- **Exercises**:
1. Write out the text on getting through Christmas day word for word, from start to finish.
2. Take the part of the records that opens with their first line and closes with the line containing "xmin=882 ymin=93 xmax=1140 ymax=618", both ends included. Reproduce only those lines, requests included, and raise every bounding box coordinate in them by 29.

Families can often be fraught with underlying issues and dysfunctional dynamics that don’t make for the wonderful image we often see on the John Lewis or Marks and Spencer’s adverts. Christmas can also be a stark reminder that loved ones are no longer here, when there is one less place at the dinner table. It can be a time where we realise how few meaningful connections we have in our lives when we’re left wondering where we can spend Christmas day and parents often feel the pressure to buy their children the latest toy when they just don’t have the finances to do so.

So if any of these resonate for you here are some tips that might help you to make it through the day.

12 tips for surviving Christmas day
  1. If you will be alone this Christmas why not volunteer at a local charity that is serving Christmas dinner. Not only will it mean you are with others but you will be helping people as well.
  2. Do things that bring you comfort especially if you will be alone. Put on your favourite music, have a bath, eat some nice food, watch your favourite film. Sitting around focusing on your unhappiness is likely to worsen how you feel. The act of doing something nice for yourself can help to lift your spirits even just a little.
  3. If you have recently lost a loved one it can be helpful to include them in the day in some way that feels appropriate to you. Whether that is having their picture at the dinner table, visiting their resting place, playing their favourite song or buying their favourite dessert for example.
  4. If the loss of a loved one means that an old tradition just doesn’t feel right to do anymore, start a new one. There are no hard and fast rules about what Christmas day should be or include, you can change the goal posts if it helps you to cope with the day.
  5. If Christmas makes you feel lonely, avoid scrolling through social media on the day. People often only portray the positives of their lives on social media sites. Images of people enjoying Christmas surrounded by others will only serve to compound your sense of loneliness. What you see isn’t always the actual reality so if you do have a look, try to remind yourself of this.

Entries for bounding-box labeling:
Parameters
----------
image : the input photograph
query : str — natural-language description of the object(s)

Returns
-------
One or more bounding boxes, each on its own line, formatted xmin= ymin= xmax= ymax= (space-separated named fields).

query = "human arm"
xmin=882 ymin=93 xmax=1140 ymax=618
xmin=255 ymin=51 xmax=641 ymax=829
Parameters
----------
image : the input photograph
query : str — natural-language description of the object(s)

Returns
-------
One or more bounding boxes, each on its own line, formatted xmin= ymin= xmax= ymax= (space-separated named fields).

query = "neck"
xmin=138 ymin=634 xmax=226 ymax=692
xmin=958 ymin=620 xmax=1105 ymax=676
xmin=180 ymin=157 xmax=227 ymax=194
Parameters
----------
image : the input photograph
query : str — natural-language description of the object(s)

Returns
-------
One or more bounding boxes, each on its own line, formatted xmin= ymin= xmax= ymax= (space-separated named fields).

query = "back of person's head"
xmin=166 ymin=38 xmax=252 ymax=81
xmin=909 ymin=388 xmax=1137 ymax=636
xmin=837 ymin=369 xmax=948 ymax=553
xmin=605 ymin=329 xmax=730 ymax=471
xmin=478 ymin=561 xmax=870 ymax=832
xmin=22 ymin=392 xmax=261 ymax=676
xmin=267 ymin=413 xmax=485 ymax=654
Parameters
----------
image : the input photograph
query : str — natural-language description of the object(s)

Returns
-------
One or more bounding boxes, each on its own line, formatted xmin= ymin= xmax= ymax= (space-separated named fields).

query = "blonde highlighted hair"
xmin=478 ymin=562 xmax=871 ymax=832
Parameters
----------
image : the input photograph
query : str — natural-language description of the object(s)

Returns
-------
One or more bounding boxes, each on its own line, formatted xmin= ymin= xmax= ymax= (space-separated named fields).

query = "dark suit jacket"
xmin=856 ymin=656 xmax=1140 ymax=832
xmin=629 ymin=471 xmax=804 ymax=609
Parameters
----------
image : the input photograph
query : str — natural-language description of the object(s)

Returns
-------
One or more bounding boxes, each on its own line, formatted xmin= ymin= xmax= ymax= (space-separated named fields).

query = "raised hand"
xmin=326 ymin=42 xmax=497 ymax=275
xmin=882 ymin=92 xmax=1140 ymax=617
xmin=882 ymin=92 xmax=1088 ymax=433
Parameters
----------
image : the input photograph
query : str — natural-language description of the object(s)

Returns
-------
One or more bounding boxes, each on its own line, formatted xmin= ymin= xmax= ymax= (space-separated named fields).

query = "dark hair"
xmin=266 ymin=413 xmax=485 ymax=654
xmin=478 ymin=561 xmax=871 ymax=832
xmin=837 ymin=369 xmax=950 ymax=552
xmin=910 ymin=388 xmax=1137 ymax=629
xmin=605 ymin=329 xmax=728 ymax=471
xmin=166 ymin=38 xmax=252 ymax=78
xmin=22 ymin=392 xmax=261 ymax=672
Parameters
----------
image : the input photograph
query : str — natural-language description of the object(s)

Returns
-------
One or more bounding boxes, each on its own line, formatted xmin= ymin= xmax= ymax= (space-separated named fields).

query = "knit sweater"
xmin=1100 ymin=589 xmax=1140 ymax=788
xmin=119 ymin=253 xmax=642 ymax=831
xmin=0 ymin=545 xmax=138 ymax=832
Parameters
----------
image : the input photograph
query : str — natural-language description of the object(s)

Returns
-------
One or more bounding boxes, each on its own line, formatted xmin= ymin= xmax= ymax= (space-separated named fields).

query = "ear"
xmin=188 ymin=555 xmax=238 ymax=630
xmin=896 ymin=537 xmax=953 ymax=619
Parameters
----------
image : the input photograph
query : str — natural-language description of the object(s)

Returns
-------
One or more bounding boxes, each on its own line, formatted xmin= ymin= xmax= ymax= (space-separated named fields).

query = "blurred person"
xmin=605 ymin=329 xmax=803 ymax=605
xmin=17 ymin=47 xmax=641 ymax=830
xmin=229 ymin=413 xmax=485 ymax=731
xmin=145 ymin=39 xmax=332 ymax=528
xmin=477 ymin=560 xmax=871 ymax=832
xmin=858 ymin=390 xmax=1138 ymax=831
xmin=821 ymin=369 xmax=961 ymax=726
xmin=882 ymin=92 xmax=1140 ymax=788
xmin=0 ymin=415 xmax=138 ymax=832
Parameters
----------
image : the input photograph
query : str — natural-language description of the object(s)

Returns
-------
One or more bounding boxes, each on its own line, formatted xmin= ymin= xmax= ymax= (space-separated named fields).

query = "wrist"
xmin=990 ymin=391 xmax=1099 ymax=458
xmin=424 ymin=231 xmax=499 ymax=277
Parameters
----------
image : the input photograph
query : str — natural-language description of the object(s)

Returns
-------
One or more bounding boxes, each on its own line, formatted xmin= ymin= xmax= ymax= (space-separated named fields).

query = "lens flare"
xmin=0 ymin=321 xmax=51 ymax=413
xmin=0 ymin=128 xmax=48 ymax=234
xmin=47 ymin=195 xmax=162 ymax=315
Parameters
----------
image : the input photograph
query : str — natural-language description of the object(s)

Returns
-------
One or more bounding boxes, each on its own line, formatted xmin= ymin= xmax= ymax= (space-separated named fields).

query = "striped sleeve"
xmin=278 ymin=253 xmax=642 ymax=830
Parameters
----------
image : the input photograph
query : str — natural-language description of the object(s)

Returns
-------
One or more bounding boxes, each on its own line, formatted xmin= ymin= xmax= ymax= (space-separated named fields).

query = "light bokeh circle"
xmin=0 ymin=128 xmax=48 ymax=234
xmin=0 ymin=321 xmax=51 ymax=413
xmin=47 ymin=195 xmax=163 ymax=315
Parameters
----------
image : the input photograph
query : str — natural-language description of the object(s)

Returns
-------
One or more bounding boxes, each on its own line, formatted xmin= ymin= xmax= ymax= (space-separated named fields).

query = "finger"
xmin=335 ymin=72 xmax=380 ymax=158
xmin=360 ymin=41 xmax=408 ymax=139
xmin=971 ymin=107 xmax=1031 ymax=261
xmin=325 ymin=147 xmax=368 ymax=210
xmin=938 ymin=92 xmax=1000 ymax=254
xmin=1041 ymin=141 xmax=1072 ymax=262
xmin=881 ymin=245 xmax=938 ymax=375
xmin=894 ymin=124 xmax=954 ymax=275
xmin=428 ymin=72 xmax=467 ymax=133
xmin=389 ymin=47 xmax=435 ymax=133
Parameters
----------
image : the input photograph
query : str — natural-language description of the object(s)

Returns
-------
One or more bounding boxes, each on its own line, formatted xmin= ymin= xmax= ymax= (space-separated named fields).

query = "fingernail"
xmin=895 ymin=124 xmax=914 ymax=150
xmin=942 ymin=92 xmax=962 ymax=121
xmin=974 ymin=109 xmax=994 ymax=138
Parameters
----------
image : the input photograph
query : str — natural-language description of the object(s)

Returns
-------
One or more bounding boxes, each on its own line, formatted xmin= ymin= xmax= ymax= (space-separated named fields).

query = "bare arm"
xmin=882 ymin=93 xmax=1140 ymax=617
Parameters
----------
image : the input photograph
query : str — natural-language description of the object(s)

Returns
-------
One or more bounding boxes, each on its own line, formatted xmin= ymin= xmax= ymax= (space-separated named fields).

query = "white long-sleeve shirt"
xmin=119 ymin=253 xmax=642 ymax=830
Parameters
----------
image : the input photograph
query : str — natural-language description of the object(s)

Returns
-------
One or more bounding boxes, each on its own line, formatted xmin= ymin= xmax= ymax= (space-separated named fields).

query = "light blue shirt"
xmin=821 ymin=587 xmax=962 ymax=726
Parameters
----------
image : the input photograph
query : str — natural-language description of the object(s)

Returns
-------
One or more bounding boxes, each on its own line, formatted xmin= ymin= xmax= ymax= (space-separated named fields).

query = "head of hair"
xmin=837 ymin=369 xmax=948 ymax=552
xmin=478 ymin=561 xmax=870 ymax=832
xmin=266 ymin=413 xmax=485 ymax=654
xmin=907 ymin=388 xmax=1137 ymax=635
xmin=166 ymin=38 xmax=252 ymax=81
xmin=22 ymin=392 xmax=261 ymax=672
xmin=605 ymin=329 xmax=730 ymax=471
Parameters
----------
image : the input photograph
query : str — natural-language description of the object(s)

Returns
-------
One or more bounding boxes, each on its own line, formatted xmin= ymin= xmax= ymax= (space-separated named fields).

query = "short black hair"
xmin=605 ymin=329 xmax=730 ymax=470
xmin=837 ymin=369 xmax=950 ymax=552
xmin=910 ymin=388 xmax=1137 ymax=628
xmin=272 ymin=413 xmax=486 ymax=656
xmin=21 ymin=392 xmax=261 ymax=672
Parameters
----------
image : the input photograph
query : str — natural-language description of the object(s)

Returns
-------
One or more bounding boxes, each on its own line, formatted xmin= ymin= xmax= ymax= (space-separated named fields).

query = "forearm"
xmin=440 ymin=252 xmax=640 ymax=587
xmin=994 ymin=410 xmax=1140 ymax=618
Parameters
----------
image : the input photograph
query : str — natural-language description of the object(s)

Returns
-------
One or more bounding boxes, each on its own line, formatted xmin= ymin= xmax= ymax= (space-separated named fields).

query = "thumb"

- **Task-by-task outputs**:
1.
Families can often be fraught with underlying issues and dysfunctional dynamics that don’t make for the wonderful image we often see on the John Lewis or Marks and Spencer’s adverts. Christmas can also be a stark reminder that loved ones are no longer here, when there is one less place at the dinner table. It can be a time where we realise how few meaningful connections we have in our lives when we’re left wondering where we can spend Christmas day and parents often feel the pressure to buy their children the latest toy when they just don’t have the finances to do so.

So if any of these resonate for you here are some tips that might help you to make it through the day.

12 tips for surviving Christmas day
  1. If you will be alone this Christmas why not volunteer at a local charity that is serving Christmas dinner. Not only will it mean you are with others but you will be helping people as well.
  2. Do things that bring you comfort especially if you will be alone. Put on your favourite music, have a bath, eat some nice food, watch your favourite film. Sitting around focusing on your unhappiness is likely to worsen how you feel. The act of doing something nice for yourself can help to lift your spirits even just a little.
  3. If you have recently lost a loved one it can be helpful to include them in the day in some way that feels appropriate to you. Whether that is having their picture at the dinner table, visiting their resting place, playing their favourite song or buying their favourite dessert for example.
  4. If the loss of a loved one means that an old tradition just doesn’t feel right to do anymore, start a new one. There are no hard and fast rules about what Christmas day should be or include, you can change the goal posts if it helps you to cope with the day.
  5. If Christmas makes you feel lonely, avoid scrolling through social media on the day. People often only portray the positives of their lives on social media sites. Images of people enjoying Christmas surrounded by others will only serve to compound your sense of loneliness. What you see isn’t always the actual reality so if you do have a look, try to remind yourself of this.

2.
Parameters
----------
image : the input photograph
query : str — natural-language description of the object(s)

Returns
-------
One or more bounding boxes, each on its own line, formatted xmin= ymin= xmax= ymax= (space-separated named fields).

query = "human arm"
xmin=911 ymin=122 xmax=1169 ymax=647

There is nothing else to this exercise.